__PASSAGE SHOWN__:
-
vetal
sjorge: It looks like your application performs a lot of lock/unlock syscalls. NFSv4 Delegation eliminates it.
-
vetal
sjorge: I assume if you try NFSv3 mount from client side you will have the same issue. BTW could you do it?
-
sjorge
the media mounts have ACLs on them, i never got it to work with nfs3, also why server_versmin=4
-
sjorge
but yes, I'd assume it would try to lock/unlock the db file for every insert/update without delegation those end up been separate calls
-
sjorge
oops, plex did not like me trying to mount it as nfs3
-
sjorge
it delete most stuff and recreated a bunch
-
sjorge
time to restore from a snapshot
-
sjorge
ah that makes sense, it can't read the media mounts on nfs3 so it assumes it's been deleted snd nukes everything
-
vetal
sjorge: Hmm. Did it log something ?

__ENTRIES SHOWN__:
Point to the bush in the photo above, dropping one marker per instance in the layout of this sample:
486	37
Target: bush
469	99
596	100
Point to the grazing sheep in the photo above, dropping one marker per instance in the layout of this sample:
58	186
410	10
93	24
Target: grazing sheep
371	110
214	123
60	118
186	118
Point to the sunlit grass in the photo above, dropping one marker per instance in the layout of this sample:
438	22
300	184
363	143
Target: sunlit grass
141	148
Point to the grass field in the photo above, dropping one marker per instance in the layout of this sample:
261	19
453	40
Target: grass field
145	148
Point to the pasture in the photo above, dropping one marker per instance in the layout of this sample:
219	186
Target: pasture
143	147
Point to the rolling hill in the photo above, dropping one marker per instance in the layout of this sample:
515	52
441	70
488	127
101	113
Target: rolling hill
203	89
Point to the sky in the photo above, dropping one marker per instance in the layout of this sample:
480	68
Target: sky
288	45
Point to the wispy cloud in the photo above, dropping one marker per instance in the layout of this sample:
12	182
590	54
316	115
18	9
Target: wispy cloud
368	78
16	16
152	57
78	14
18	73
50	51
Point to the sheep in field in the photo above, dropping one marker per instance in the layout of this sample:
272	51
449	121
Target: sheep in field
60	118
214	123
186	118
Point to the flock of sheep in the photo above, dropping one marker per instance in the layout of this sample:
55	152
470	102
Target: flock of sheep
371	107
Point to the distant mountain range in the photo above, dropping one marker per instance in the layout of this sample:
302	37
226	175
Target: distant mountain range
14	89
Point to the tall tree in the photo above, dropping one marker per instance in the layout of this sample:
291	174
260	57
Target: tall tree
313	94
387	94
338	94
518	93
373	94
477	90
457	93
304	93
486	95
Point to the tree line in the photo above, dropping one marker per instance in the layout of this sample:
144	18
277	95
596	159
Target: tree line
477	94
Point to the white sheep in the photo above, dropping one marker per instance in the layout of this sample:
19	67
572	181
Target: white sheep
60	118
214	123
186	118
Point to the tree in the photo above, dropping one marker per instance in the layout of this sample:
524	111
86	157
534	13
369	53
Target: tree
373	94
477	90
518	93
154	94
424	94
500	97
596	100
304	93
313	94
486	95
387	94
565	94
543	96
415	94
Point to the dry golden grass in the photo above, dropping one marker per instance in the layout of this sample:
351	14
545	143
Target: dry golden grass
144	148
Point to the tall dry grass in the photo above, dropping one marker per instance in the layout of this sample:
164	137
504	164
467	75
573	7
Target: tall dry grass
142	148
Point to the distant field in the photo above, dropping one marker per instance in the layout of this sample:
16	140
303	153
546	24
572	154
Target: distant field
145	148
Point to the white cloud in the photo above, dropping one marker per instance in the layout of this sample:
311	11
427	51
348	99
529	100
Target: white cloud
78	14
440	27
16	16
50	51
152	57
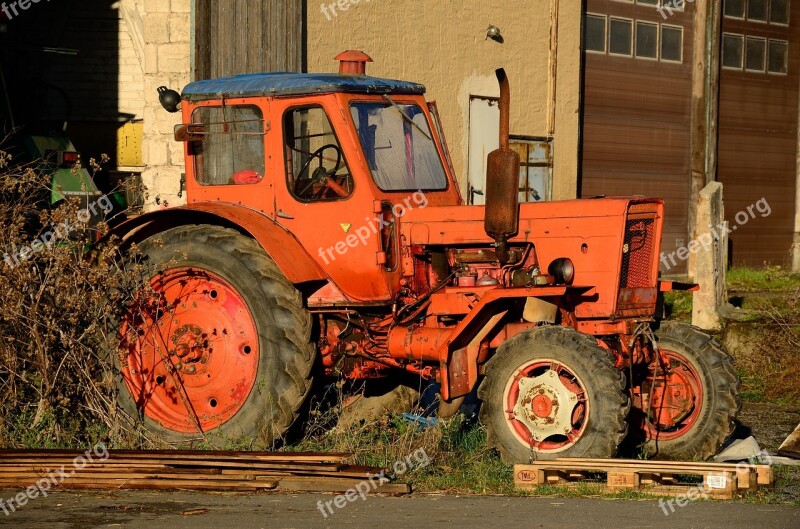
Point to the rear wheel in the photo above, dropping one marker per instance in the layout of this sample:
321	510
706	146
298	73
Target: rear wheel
694	400
553	392
218	344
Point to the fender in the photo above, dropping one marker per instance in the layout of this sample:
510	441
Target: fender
279	243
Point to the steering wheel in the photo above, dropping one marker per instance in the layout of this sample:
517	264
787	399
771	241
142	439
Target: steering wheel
321	175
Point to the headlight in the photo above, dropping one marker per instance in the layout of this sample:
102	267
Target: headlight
563	270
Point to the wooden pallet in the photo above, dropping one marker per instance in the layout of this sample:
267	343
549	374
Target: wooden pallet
719	480
190	470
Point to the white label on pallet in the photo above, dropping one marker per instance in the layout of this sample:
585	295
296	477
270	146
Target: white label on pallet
716	482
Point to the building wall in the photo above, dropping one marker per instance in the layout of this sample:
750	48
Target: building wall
443	45
758	126
637	113
166	34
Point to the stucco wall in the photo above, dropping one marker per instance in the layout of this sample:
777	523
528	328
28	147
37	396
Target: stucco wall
442	44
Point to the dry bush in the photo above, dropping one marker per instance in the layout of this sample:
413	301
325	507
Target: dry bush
57	310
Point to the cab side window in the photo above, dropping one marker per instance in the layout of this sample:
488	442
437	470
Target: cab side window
316	169
232	149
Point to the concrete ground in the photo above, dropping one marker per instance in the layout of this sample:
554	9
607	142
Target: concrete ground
153	510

__COMPLETE THE FOLLOWING__:
**a.** In the NFS chat thread, why did Plex delete most of its data after being mounted over NFSv3? Answer in one to three sentences.
**b.** Write the next few lines of the NFS chat thread, picking up after its final message.

__THE REPLIES__:
**a.** Over NFSv3, Plex could not read the media mounts, so it assumed the media had been deleted and removed most of its entries. It then recreated a bunch of them.

**b.**
-
vetal
sjorge: You can't due to permission?
-
sjorge
no, but when the UI loaded eveything had the X over it and it was slowly cleaning it up
-
sjorge
like when i delete media it also does it, as since plex does not have acces without the ACLs being there
-
sjorge
it assumes it's gone and tries to clean up
-
sjorge
seems stuck again though
-
sjorge
ah yeah, time to boot single usermode, it as fstab now has nfs 3 in it, plex just starts doing it again after rebooting the vm
-
sjorge
it's actually probably easier to also rollback to a snapshot, let's see if i have a recent one
-
vetal
sjorge: It looks like plex remembers last used nfs options?
-
sjorge
no, I edited fstab
-
sjorge
so when plex wrecked itself i killed rhe vm, restored a snapshot and booted the vm
-
sjorge
so it mounted it with nfs3 again and plex has the same issue it can't access rhe media and starts deleting
-
vetal
sjorge: Do I understand right, that you have only nfs client? Or several nfs clients and connections ?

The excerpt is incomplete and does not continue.